This post is the first in a series to explore lead generation. Today’s post will provide an overview of leads, how to convert them, mapping your prospective customer’s journey, using email to nurture leads and sending what you promise.

Follow-up posts will answer several key lead-related questions to get your lead quality from junk to rich, including:

  • How do you generate quality leads?
  • How do you improve the quality of your lead generation?
  • How do you measure lead quality?

This post serves as an introduction to why quality leads should be a core element of your inbound marketing strategies.

Whether you’re in a B2C or B2B situation, a lead is an individual with a potential interest in what you are offering, and generating fresh leads is obviously a must — if you want to stay in business.

Volume isn’t always (or even usually) better when it comes to leads. Someone who fills out a form on your website, or signs up for your newsletter is merely a name. Someone who fills out that form AND has the qualities and demographics of your ideal customer is a lead.

Capturing names for the sake of bulking up your email or contact database doesn’t necessarily do you any good. There comes a point when it takes more time and energy to tend to those leads than the revenue you may generate from them.

What’s the point in having lots of leads if you don’t do the right things to turn those leads into customers or if they’re lousy leads to begin with?

Conversion

Lead generation utilizes effective calls to action (CTAs) to entice visitors to visit your website. Once there, content assets or educational materials that can be downloaded, can convince someone to exchange their email address for access to that content, turning them into a lead. There are dozens of ways to generate leads through inbound marketing, but one of the mistakes many companies make is not knowing how to effectively nurture those leads through the purchase process.

Lead nurturing involves utilizing more content – such as automated emails and additional content downloads — to pull leads through the stages of the buying or decision-making process. Only 5–10% of qualified leads successfully convert into customers, according to Lucid Press. Therefore, you need lots of leads and you should begin communicating with the fresh ones immediately.

There are some best practices when looking to bolster leads and mature those leads into sales:

Map the Journey

Savoir Faire recently held brainstorming sessions about how to best nurture a client’s leads. Looking at all the reasons why an individual could become a customer and all the customer profiles associated with those reasons helped us to determine a road map to move a soft lead toward a hard purchase. Customers typically go through three stages on the journey: awareness, consideration and decision, and each of those stages needs its own level of content and nurturing.

Using an inbound marketing reverse funnel, we devised a route that would segment prospects and move them along a clear-cut path. This included a series of emails and landing pages that delved deeper into a prospect’s specific needs. Here’s a tip: top-of-the-funnel offers generally do better with shorter forms, asking for just a couple pieces of key information, such as name and email, while bottom-of-the-funnel offers can ask for more, such as geography, income, marital status, etc. That’s because the prospect’s commitment level increases over time.

^^^^

**Direction A**
Reproduce the lead generation post between "Volume isn’t always" and "to begin with?", inclusive.
**Direction B**
Answer from the lead generation post:
(i) According to Lucid Press, what share of qualified leads successfully convert into customers?
(ii) What three stages do customers typically go through on the journey?
(iii) Which two pieces of information are given as examples of what top-of-the-funnel offers ask for?
The listing after this is separate material, unrelated to the lead generation post.

^^^^

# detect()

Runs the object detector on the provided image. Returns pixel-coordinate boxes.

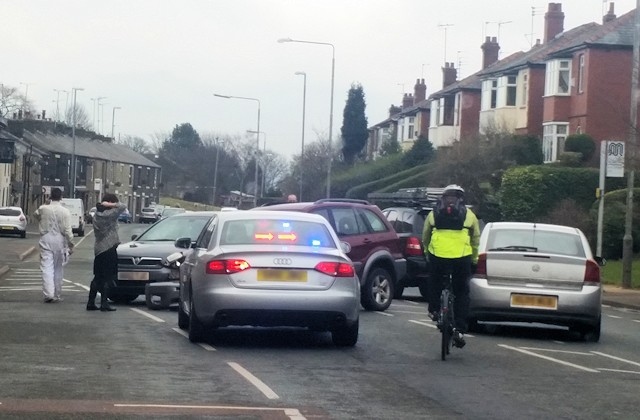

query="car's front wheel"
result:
[331,320,360,347]
[360,267,394,311]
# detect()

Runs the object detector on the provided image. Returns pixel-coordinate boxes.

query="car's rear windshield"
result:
[0,209,20,216]
[137,215,211,241]
[487,229,585,258]
[220,219,337,248]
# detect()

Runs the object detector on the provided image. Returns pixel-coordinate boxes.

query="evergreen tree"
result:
[341,83,369,164]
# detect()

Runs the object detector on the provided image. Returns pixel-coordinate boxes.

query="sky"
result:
[0,0,636,158]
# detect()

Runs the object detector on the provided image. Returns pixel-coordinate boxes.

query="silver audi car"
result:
[176,210,360,346]
[469,222,602,341]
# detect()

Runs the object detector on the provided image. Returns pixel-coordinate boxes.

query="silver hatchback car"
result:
[176,211,360,346]
[469,222,602,341]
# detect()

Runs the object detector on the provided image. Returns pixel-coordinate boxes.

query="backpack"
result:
[433,197,467,230]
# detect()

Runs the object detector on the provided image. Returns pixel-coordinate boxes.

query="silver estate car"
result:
[178,210,360,346]
[469,222,602,341]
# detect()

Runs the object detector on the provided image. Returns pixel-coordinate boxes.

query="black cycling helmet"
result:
[442,184,464,198]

^^^^

**Worked solution A**
Volume isn’t always (or even usually) better when it comes to leads. Someone who fills out a form on your website, or signs up for your newsletter is merely a name. Someone who fills out that form AND has the qualities and demographics of your ideal customer is a lead.

Capturing names for the sake of bulking up your email or contact database doesn’t necessarily do you any good. There comes a point when it takes more time and energy to tend to those leads than the revenue you may generate from them.

What’s the point in having lots of leads if you don’t do the right things to turn those leads into customers or if they’re lousy leads to begin with?

**Worked solution B**
(i) 5–10%
(ii) Awareness, consideration and decision
(iii) Name and email